Data listing:
———

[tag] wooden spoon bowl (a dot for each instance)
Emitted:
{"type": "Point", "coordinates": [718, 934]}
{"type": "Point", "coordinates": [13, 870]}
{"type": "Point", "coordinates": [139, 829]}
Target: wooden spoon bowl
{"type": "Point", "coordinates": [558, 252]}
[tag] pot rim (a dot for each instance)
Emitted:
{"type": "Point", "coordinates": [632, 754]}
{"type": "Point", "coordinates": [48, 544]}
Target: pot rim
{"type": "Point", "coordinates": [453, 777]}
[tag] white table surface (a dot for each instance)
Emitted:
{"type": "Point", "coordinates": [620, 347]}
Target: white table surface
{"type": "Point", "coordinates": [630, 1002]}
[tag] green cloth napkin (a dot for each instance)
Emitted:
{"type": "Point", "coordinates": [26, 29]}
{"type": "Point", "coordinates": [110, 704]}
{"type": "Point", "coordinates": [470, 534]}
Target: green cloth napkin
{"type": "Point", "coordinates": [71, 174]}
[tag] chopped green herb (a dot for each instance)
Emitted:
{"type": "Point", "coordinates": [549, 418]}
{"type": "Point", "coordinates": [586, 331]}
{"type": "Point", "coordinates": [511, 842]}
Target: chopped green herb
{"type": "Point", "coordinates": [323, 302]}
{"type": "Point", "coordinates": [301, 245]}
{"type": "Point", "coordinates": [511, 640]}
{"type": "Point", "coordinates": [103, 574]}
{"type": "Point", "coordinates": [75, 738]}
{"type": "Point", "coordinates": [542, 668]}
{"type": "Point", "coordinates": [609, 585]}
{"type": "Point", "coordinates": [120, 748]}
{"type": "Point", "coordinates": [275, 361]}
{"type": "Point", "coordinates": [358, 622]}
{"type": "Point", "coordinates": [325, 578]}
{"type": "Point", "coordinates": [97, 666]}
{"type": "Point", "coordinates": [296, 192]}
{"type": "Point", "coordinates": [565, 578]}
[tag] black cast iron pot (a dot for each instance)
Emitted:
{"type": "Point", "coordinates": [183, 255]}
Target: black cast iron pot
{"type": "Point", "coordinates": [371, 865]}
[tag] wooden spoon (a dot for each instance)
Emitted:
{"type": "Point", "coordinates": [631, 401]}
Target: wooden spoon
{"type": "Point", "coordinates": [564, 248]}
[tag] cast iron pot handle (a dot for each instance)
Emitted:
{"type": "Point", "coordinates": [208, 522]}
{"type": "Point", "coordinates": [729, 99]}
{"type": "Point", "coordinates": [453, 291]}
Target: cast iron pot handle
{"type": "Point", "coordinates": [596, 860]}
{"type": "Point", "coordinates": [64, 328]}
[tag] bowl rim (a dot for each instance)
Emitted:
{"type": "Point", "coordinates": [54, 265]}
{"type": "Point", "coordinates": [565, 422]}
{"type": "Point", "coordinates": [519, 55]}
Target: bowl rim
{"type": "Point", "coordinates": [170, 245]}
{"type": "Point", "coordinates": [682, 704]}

———

Starting at the line that contains "[tag] bowl rim (a dot for each instance)" and ending at the final line of the records, rewrite those lines with "Emitted" renamed to "Predicted" and all other text left unchanged.

▸ RESPONSE TO THE TASK
[tag] bowl rim (a dot for each instance)
Predicted:
{"type": "Point", "coordinates": [54, 265]}
{"type": "Point", "coordinates": [565, 422]}
{"type": "Point", "coordinates": [519, 55]}
Target: bowl rim
{"type": "Point", "coordinates": [170, 245]}
{"type": "Point", "coordinates": [682, 704]}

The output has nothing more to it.